▶ _Stated exercise a_
Condense the paragraph of the news briefs that begins "Chemist jailed:" into a shorter version that keeps its main facts.
[BEGIN Passage shown]
New charges: A grand jury this week indicted four school employees for involvement in an alleged cover-up of the August 2012 rape of a 16-year-old girl by two high school football players. School Superintendent Mike McVey was charged with three felony counts, including tampering with evidence and obstructing justice, and a wrestling coach and an elementary school principal were charged with failing to report child abuse. Volunteer assistant football coach Matt Belardine, whose house was the scene of an underage party that preceded the assault, was charged with four misdemeanors, including allowing underage drinking. “How do you hold kids accountable if you don’t hold the adults accountable?” said Ohio Attorney General Mike DeWine, as he announced the charges. Two others were earlier indicted in the alleged cover-up, and the two former football players are currently in prison for the sexual assault.

New York City

‘Knockout’ attacks: Police in New York, New Jersey, and Washington, D.C., are investigating a series of random attacks believed to be instances of the “knockout” game, in which teens apparently sucker punch strangers from behind in an attempt to knock them unconscious with a single blow. Seven alleged “knockout” incidents have occurred in New York City this fall alone; many of them were reportedly directed at Jewish people. Some law enforcement officials are skeptical that the attacks amount to a pattern, but many victims disagree. “It’s certainly happening,” said one unnamed 27-year-old who was attacked in D.C. “There is no doubt in my mind that it was intentional. This was a fist put squarely to the back of my head.”

Newtown, Conn.

Lanza report: A long-awaited report on last year’s massacre at Sandy Hook Elementary School revealed that gunman Adam Lanza had an “obsession’’ with past mass shootings, and detailed them on a spreadsheet on his computer. The report found that the 20-year-old had “significant mental health issues,” spent most of his time in a bedroom with black trash bags taped over the windows, and communicating with his mother only by email. He had a collection of violent video games, including “Left 4 Dead” and “School Shooting” that he played often, as well as photos of dead bodies and materials arguing for pedophiles’ rights. As early as the fifth grade, he wrote a book that detailed children being slaughtered and a son shooting his mother in the head. State Attorney Stephen Sedensky said that Lanza’s motive in shooting 20 children and six adults “may never be answered -conclusively.’’

Boston

Chemist jailed: A former Massachusetts crime lab chemist was sentenced to three to five years in prison last week after admitting to faking forensic tests that put hundreds of people behind bars. Annie Dookhan, 36, pleaded guilty to 27 counts of tampering with evidence, perjury, and obstruction of justice. In hundreds, perhaps thousands, of criminal cases, she cut corners on the chemical testing of drug samples. As part of her “dry labbing,” said prosecutors, Dookhan would test only a fraction of a batch of samples, then list all of them as positive for illegal drugs in order to “improve her productivity and burnish her reputation.” More than 300 drug convictions from tests conducted by Dookhan from 2003 to 2012 have now been put on hold in Suffolk County, Mass., alone, and officials believe the cases of more than 40,000 defendants could be affected. Dookhan also pleaded guilty to falsely claiming she has a master’s degree in chemistry.
[END Passage shown]
[BEGIN Provided data]
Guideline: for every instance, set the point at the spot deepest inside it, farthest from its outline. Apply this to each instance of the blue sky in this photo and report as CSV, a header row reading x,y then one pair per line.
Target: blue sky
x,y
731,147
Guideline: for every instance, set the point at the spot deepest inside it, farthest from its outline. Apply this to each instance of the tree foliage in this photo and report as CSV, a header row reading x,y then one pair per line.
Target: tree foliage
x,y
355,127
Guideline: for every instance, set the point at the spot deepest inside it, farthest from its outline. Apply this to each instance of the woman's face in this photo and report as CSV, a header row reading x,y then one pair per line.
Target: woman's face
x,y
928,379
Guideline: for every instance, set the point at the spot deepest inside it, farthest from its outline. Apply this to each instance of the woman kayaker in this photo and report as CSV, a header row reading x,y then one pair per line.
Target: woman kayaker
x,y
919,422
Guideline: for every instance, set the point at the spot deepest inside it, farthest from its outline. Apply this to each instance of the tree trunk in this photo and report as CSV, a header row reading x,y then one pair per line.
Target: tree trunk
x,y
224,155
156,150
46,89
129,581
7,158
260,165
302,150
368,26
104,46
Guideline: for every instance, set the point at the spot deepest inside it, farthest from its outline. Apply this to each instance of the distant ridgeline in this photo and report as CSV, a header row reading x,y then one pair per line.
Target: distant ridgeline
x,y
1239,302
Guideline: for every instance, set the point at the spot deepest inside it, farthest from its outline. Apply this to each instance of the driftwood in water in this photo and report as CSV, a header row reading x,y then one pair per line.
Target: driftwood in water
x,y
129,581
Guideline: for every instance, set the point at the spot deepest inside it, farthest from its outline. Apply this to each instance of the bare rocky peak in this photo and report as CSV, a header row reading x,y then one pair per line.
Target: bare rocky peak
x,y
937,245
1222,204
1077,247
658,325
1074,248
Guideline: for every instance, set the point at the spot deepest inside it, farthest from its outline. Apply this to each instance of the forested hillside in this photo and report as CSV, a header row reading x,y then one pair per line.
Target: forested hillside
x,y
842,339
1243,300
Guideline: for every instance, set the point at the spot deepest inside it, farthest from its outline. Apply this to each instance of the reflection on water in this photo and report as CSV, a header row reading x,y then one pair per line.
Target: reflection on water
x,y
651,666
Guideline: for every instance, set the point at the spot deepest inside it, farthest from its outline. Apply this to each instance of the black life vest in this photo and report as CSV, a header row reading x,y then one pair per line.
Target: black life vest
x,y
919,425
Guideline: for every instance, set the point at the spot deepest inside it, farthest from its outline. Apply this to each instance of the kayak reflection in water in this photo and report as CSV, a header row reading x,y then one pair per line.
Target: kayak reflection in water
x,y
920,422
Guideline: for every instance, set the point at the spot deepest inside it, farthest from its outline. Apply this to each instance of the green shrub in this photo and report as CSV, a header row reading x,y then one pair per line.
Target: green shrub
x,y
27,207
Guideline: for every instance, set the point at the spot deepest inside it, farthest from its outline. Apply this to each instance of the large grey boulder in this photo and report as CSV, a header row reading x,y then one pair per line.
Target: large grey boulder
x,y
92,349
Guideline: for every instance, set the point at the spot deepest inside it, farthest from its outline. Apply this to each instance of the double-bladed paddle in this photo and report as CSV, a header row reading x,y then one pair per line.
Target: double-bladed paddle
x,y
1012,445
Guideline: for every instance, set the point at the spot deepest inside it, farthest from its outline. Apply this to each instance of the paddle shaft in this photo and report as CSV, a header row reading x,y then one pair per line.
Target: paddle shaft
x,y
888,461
[END Provided data]
▶ _Stated exercise b_
How many lines in the entries above contain the string "double"? Reply with the number only.

▶ _Exercise result a_
Annie Dookhan, 36, a former Massachusetts crime lab chemist, was sentenced last week to three to five years in prison after pleading guilty to 27 counts of tampering with evidence, perjury, and obstruction of justice. Prosecutors said she practiced "dry labbing" in hundreds, perhaps thousands, of criminal cases. She tested only a fraction of each batch of drug samples and then listed them all as positive. More than 300 drug convictions based on her tests from 2003 to 2012 are on hold in Suffolk County alone, and the cases of over 40,000 defendants could be affected. She also pleaded guilty to falsely claiming a master's degree in chemistry.

▶ _Exercise result b_
2